== Dataset content ==
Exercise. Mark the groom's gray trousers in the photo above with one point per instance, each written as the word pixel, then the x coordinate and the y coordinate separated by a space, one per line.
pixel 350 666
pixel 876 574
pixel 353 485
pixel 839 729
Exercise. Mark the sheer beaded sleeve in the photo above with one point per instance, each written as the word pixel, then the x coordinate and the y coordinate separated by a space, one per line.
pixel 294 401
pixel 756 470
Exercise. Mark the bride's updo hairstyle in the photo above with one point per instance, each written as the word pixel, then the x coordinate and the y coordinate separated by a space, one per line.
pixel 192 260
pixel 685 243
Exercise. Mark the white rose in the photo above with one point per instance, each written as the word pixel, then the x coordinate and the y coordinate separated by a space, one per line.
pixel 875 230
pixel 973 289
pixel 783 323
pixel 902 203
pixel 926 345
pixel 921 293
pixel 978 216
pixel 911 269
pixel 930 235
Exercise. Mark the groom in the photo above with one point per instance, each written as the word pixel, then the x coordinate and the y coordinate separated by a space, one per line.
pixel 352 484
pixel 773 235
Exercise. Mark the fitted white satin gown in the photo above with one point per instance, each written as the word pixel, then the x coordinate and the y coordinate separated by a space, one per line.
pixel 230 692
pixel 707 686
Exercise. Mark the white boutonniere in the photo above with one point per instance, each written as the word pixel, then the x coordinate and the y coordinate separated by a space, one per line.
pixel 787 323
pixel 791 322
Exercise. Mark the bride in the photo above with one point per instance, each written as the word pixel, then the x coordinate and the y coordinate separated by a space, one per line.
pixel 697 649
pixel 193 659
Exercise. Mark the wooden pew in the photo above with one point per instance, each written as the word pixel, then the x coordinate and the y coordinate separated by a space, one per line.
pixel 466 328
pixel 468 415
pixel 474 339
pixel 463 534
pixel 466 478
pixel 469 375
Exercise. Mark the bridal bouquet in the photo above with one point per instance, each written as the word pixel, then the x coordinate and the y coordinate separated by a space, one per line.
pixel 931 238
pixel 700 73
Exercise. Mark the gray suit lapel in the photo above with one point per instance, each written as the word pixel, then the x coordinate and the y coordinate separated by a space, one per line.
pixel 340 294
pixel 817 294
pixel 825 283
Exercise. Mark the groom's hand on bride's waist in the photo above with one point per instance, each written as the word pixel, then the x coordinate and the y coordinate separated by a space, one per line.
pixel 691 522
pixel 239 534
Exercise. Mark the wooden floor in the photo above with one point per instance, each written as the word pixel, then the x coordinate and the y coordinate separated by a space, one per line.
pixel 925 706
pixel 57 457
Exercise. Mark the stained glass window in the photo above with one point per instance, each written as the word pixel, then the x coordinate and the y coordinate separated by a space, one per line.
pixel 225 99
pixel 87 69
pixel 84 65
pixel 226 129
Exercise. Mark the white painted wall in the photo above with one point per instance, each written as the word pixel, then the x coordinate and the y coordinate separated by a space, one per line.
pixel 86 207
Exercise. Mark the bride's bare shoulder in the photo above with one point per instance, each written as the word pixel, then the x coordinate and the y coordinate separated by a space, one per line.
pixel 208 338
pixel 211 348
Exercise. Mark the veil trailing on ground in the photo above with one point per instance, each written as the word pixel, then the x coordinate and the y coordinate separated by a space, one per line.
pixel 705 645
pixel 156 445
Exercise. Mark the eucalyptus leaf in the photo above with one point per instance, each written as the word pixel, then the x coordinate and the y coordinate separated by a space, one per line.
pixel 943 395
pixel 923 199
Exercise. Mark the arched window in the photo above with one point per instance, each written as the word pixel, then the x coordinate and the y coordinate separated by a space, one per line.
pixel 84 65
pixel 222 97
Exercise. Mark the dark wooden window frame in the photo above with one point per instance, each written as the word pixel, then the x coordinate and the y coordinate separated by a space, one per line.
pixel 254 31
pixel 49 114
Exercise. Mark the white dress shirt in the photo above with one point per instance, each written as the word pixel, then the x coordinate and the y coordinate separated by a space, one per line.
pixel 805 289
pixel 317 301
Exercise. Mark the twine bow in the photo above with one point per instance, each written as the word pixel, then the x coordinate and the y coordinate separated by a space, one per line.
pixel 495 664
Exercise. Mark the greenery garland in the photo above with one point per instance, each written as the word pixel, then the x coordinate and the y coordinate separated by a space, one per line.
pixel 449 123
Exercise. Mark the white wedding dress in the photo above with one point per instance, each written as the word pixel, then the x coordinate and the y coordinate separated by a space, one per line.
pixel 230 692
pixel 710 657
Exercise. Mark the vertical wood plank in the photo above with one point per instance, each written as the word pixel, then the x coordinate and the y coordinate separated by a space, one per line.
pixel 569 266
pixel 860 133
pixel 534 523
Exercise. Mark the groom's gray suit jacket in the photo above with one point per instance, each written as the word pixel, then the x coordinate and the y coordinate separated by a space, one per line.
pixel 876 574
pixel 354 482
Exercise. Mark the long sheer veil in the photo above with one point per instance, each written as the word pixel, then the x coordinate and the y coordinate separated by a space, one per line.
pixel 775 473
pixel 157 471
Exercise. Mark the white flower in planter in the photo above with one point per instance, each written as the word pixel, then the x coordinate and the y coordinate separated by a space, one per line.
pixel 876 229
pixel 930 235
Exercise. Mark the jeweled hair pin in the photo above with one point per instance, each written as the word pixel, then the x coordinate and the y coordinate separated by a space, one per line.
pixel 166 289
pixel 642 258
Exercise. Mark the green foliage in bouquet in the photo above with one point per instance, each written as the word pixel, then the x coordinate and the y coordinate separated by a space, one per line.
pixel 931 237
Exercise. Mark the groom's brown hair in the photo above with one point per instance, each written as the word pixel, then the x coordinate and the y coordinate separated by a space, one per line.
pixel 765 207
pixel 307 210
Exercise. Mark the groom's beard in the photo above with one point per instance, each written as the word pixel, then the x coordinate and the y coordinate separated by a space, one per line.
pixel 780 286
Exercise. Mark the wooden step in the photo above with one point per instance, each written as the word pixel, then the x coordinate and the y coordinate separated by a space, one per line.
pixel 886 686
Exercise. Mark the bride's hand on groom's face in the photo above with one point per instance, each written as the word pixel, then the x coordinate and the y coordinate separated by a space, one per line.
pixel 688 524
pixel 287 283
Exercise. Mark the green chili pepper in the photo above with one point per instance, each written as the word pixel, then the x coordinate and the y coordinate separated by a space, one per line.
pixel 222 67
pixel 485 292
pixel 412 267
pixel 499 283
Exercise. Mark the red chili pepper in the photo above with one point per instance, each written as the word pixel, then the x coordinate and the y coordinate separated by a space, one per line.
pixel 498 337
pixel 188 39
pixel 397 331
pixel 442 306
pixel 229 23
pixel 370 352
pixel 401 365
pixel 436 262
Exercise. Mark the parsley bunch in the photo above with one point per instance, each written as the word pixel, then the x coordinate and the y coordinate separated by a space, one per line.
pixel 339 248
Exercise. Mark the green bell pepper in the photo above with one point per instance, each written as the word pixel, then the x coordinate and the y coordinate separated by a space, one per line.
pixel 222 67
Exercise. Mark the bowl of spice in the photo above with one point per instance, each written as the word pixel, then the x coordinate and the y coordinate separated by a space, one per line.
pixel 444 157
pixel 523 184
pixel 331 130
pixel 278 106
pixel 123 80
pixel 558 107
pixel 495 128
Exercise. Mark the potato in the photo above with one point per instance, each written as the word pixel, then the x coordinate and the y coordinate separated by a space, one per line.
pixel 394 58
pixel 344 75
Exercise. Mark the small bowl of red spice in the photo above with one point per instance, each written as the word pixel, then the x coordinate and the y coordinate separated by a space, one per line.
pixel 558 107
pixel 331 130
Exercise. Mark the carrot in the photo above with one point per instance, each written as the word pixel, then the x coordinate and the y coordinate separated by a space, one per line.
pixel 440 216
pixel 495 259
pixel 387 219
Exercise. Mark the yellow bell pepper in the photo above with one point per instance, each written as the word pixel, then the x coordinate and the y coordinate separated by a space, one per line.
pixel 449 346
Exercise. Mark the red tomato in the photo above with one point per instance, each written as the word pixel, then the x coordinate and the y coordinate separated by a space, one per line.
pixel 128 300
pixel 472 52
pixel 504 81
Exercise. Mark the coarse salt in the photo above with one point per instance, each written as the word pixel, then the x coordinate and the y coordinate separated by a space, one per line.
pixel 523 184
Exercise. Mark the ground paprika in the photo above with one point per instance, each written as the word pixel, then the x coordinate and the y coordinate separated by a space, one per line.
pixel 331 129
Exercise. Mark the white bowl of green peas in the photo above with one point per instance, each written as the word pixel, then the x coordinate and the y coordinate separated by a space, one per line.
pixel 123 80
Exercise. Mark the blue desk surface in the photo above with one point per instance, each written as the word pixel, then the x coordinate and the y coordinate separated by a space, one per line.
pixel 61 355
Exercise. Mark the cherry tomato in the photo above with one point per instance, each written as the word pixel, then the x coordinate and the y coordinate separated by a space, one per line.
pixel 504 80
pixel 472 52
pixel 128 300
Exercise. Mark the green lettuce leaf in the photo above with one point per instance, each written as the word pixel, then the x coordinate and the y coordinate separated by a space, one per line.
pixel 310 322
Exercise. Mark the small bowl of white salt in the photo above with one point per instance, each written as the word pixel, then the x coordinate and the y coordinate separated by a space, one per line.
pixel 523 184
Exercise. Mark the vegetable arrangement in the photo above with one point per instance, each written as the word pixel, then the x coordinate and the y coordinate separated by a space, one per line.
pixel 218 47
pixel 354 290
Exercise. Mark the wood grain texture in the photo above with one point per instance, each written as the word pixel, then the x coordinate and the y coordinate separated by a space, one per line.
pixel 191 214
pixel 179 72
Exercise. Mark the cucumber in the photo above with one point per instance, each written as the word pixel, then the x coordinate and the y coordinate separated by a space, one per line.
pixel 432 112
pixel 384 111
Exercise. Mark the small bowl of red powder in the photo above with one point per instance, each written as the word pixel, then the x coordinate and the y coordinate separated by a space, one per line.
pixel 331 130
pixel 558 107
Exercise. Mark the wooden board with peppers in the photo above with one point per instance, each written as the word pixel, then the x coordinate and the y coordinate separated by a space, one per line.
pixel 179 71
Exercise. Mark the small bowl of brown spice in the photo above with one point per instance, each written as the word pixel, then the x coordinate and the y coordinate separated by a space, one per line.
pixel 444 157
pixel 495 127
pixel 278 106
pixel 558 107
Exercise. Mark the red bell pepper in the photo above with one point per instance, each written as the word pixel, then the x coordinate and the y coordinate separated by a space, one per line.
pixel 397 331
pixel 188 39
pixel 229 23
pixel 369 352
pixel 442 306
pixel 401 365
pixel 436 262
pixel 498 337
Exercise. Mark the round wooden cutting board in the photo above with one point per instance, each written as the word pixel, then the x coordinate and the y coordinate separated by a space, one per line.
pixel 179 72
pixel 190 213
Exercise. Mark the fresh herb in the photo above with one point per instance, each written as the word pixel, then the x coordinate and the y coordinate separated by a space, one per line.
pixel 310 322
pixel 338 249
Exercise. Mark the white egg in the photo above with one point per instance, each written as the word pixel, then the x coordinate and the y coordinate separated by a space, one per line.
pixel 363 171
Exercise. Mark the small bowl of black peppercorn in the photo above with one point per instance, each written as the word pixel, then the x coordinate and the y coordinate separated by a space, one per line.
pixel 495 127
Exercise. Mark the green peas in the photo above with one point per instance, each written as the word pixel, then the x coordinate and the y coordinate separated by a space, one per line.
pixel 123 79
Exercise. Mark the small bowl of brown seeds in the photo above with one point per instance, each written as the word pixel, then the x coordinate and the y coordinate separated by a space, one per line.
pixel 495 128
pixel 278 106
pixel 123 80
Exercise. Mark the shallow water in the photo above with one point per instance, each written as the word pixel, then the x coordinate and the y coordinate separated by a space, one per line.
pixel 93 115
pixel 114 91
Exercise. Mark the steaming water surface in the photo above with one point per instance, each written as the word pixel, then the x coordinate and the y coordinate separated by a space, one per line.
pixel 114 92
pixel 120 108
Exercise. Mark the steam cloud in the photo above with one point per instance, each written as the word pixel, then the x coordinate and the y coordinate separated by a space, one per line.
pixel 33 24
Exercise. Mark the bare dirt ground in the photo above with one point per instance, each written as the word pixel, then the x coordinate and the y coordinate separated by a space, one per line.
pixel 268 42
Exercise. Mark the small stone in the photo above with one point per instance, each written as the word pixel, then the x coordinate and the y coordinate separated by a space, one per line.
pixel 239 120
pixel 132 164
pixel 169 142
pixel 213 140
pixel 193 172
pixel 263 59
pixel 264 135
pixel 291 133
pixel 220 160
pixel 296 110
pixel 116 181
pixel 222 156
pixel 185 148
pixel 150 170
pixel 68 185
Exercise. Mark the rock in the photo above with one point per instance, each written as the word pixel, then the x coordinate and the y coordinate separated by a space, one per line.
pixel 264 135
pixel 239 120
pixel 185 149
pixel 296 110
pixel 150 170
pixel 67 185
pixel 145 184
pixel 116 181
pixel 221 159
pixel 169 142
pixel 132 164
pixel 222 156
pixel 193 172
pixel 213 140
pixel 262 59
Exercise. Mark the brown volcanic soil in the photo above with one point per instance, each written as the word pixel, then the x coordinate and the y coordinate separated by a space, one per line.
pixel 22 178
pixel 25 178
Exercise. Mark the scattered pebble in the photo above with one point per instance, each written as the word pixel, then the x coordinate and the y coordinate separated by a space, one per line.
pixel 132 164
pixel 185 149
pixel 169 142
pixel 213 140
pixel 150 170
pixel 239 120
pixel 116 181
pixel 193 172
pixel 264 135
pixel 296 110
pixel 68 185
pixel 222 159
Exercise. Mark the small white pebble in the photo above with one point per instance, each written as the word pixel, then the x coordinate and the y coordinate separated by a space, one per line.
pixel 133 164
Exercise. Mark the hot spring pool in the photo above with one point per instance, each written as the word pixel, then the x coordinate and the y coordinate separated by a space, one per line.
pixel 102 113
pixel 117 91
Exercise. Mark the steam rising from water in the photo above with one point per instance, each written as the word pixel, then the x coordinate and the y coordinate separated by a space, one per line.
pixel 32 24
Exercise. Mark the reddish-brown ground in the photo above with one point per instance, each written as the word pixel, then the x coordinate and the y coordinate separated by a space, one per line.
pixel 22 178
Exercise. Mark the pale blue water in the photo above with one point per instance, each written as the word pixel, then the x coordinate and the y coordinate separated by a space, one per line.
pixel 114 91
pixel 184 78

== Exercise objective ==
Extract every line from the one containing "Exercise. Mark the brown" through the last line of the data, inclusive, exactly as written.

== Final answer ==
Exercise. Mark the brown volcanic soil in the photo above with one point per instance, each written as the word pixel, then the x coordinate and the y coordinate separated by a space, one per line.
pixel 22 178
pixel 25 178
Exercise. Mark the scattered pebble in the photo above with one point per instance, each written as the word pixel, then the x coordinate and the y coordinate separated by a space, one per line.
pixel 132 164
pixel 185 149
pixel 169 142
pixel 213 140
pixel 150 170
pixel 239 120
pixel 116 181
pixel 193 172
pixel 264 135
pixel 296 110
pixel 68 185
pixel 222 159
Exercise. Mark the small white pebble in the photo above with one point per instance, each written as the word pixel, then the x coordinate and the y coordinate separated by a space, one per line.
pixel 133 164
Exercise. Mark the hot spring pool in the photo above with one point per instance, each written as the word pixel, then the x coordinate and the y coordinate separated by a space, one per line.
pixel 102 113
pixel 117 91
Exercise. Mark the steam rising from water in the photo above with one point per instance, each written as the word pixel, then the x coordinate and the y coordinate separated by a space, one per line.
pixel 32 24
Exercise. Mark the reddish-brown ground in the photo above with one point per instance, each written as the word pixel, then the x coordinate and the y coordinate separated by a space, one per line.
pixel 22 178
Exercise. Mark the pale blue water in the photo above with one point per instance, each written as the word pixel, then the x coordinate and the y coordinate separated by a space, one per line.
pixel 114 91
pixel 184 78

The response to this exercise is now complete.